TASK STATEMENT:
Reproduce verbatim the part of the records that opens with the line containing "job: patio umbrella" and closes with the line containing "Trace the outline of every instance of the patio", both lines included. Leave the pictures out of your answer.

** Begin **

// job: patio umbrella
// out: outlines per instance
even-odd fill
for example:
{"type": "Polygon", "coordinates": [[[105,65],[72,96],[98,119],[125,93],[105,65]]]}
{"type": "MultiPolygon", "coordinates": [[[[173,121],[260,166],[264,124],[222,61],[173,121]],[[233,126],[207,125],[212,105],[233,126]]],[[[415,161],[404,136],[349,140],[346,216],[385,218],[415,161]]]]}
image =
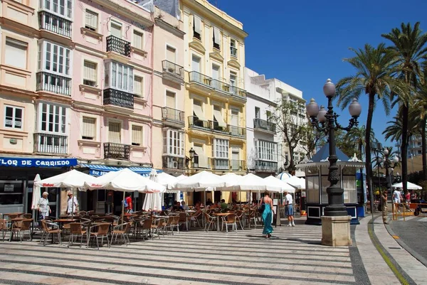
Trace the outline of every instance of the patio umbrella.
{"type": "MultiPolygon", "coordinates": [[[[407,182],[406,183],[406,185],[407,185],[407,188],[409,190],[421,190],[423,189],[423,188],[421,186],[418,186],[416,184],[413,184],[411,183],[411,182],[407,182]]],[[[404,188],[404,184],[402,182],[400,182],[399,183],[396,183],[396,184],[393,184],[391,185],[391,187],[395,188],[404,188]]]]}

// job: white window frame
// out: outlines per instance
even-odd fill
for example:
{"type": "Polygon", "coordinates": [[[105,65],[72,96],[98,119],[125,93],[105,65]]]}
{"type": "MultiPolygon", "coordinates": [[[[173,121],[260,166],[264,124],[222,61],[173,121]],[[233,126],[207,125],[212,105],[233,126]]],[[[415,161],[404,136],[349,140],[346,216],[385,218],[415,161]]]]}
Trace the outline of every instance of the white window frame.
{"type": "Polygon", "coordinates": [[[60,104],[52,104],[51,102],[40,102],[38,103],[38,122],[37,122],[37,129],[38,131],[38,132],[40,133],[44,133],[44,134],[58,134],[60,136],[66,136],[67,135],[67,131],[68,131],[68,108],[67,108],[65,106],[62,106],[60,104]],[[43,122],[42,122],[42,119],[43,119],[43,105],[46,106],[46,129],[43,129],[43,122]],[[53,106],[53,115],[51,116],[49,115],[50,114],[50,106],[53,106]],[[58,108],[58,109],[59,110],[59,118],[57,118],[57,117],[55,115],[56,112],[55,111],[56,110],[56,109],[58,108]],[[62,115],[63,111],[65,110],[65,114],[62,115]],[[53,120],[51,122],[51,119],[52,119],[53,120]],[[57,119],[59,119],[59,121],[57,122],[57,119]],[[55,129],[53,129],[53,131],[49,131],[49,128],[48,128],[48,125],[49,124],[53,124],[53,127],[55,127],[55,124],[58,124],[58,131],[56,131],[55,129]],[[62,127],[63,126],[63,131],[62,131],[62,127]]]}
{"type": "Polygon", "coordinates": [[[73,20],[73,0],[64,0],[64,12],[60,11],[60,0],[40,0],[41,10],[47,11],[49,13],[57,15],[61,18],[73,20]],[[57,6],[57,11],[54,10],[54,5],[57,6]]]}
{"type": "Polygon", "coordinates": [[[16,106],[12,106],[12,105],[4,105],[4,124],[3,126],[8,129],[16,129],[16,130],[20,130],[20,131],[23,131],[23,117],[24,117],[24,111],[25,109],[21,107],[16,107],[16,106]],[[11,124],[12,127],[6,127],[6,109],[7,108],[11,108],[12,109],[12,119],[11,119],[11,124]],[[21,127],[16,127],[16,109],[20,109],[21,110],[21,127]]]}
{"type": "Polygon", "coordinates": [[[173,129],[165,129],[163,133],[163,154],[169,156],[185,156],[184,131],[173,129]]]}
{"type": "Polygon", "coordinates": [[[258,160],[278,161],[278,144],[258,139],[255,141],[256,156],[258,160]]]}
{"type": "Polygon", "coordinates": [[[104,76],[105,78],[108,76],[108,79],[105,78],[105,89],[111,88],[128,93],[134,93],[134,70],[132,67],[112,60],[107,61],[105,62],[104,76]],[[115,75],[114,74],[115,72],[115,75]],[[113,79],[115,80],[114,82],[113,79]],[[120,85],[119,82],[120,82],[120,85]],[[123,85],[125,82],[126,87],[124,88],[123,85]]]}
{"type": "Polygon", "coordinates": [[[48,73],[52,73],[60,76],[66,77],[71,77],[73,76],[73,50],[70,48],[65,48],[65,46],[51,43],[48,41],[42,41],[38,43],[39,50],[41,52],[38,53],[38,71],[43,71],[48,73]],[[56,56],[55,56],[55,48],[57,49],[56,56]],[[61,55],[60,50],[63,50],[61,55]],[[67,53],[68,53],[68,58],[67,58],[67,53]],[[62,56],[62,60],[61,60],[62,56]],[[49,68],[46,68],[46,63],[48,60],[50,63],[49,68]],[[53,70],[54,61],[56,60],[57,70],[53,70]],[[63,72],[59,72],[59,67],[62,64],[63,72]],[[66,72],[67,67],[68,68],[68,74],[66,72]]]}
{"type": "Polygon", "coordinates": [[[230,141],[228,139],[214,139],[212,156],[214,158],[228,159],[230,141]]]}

** End **
** Begin **

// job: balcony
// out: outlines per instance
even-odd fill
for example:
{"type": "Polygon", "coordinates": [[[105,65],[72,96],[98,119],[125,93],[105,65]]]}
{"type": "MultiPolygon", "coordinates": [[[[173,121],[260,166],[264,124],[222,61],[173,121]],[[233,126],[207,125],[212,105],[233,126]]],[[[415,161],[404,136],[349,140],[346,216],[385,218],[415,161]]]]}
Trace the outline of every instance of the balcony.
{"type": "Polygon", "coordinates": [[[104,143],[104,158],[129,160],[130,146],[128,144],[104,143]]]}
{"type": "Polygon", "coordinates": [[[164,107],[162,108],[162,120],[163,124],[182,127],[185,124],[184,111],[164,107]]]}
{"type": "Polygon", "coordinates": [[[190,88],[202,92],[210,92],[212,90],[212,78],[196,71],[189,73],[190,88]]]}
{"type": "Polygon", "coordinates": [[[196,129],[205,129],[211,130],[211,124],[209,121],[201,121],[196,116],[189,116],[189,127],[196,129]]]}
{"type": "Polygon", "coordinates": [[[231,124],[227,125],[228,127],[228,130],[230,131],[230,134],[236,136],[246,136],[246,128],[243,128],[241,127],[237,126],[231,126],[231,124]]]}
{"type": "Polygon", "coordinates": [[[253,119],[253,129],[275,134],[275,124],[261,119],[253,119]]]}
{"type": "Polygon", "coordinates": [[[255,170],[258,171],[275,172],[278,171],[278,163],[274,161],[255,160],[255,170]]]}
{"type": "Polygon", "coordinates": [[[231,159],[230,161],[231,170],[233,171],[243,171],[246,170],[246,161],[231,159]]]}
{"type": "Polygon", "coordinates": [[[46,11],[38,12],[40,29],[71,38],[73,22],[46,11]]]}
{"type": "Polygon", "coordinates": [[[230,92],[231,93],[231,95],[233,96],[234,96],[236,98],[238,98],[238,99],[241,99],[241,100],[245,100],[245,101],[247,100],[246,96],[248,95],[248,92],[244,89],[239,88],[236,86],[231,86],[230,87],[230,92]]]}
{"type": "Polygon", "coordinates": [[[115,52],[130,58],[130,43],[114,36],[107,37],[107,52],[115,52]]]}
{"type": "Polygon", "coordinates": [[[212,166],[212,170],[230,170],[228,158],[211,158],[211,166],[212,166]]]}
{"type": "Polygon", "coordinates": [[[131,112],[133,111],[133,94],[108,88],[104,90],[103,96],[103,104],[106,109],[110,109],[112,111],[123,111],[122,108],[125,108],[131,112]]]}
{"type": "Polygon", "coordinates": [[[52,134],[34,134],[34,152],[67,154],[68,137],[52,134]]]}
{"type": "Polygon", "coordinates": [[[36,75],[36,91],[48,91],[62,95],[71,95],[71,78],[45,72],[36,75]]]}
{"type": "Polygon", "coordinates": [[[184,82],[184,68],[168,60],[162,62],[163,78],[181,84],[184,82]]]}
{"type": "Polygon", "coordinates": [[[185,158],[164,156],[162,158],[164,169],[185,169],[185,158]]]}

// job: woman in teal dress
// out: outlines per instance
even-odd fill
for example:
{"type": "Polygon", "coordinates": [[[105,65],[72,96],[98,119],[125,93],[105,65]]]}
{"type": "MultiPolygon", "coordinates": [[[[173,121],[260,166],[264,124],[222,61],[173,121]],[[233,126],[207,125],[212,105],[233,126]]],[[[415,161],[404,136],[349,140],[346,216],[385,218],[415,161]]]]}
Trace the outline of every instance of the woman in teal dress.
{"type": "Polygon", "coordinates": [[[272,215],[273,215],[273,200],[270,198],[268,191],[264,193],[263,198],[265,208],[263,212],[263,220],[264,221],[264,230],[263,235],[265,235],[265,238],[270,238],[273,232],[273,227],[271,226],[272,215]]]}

** End **

ANSWER:
// job: patio umbrella
// out: outlines per instance
even-odd fill
for example:
{"type": "Polygon", "coordinates": [[[105,65],[72,96],[98,119],[125,93],[105,65]]]}
{"type": "MultiPolygon", "coordinates": [[[[173,121],[260,166],[264,124],[222,61],[173,121]],[[233,126],[207,125],[212,105],[233,126]]],[[[415,161],[404,136],[349,140],[346,216],[385,218],[415,161]]]]}
image =
Trace the outline of every instance of the patio umbrella.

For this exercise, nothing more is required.